▸ Document section
########################################
Postacute Delivery of GABAA α5 Antagonist Promotes Postischemic Neurological Recovery and Peri-infarct Brain Remodeling.

Background and Purpose- Poststroke, neuronal excitability is tonically reduced in peri-infarct tissue via inhibitory influences of extrasynaptic GABAA receptors. We hypothesized that GABAA α5 blockade by the competitive antagonist S44819 enhances postischemic neurological recovery, brain remodeling, and neuroplasticity. Methods- In an explorative study followed by a confirmation study, male C57Bl6/j mice were exposed to transient intraluminal middle cerebral artery occlusion. Starting 72 hours poststroke, vehicle or S44819 (3 or 10 mg/kg, BID) was delivered orally for 28 days. Neurological recovery, perilesional tissue remodeling, and contralesional pyramidal tract plasticity were evaluated for 42 days, that is, 14 days after completion of S44819 delivery. Results- S44819, delivered at 10 but not 3 mg/kg, persistently improved motor coordination and spatial memory in both studies. Striatal atrophy was reduced by 10 mg/kg S44819 at 42 days post-treatment onset, and neuronal long-term survival in the peri-infarct striatum was increased. Delayed neuroprotection was associated with reduced peri-infarct astrogliosis, increased peri-infarct brain capillary density, and increased neural precursor cell proliferation and differentiation in proximity to the ipsilesional subventricular zone. Contralesional pyramidal tract plasticity, evaluated by anterograde tract tracing at the level of the red nucleus, was not influenced by S44819. Concentrations of neurotrophic (brain-derived neurotrophic factor and glial cell line-derived neurotrophic factor) and angiogenic (vascular endothelial growth factor and basic fibroblast growth factor) growth factors were elevated by 10 mg/kg S44819 in peri-infarct but not contralesional brain tissue. Conclusions- Our data demonstrate that S44819 enhances neurological recovery and peri-infarct brain remodeling in the postacute stroke phase.
########################################
▸ Requirement
According to the abstract on GABAA α5 blockade after stroke, which dose of S44819 persistently improved motor coordination and spatial memory? The listing after this text is not needed.

▸ Input data
########################################
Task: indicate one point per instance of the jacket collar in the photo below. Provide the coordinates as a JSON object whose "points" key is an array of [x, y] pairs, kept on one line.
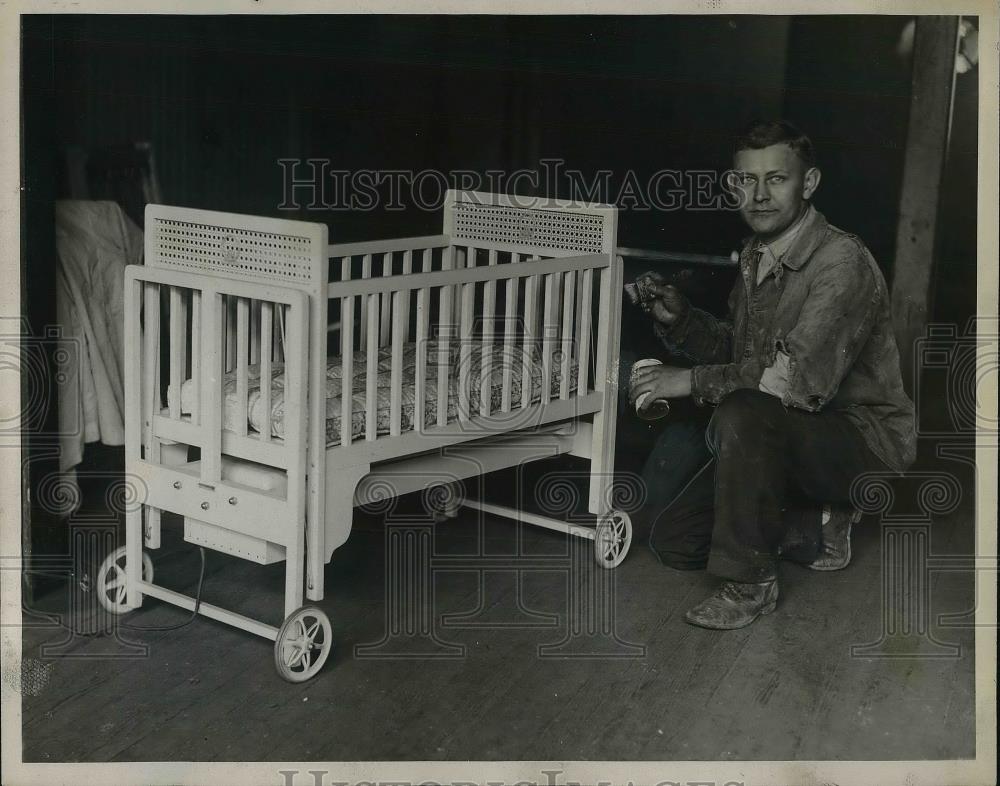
{"points": [[809, 238]]}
########################################
▸ Output
10 mg/kg (but not 3 mg/kg).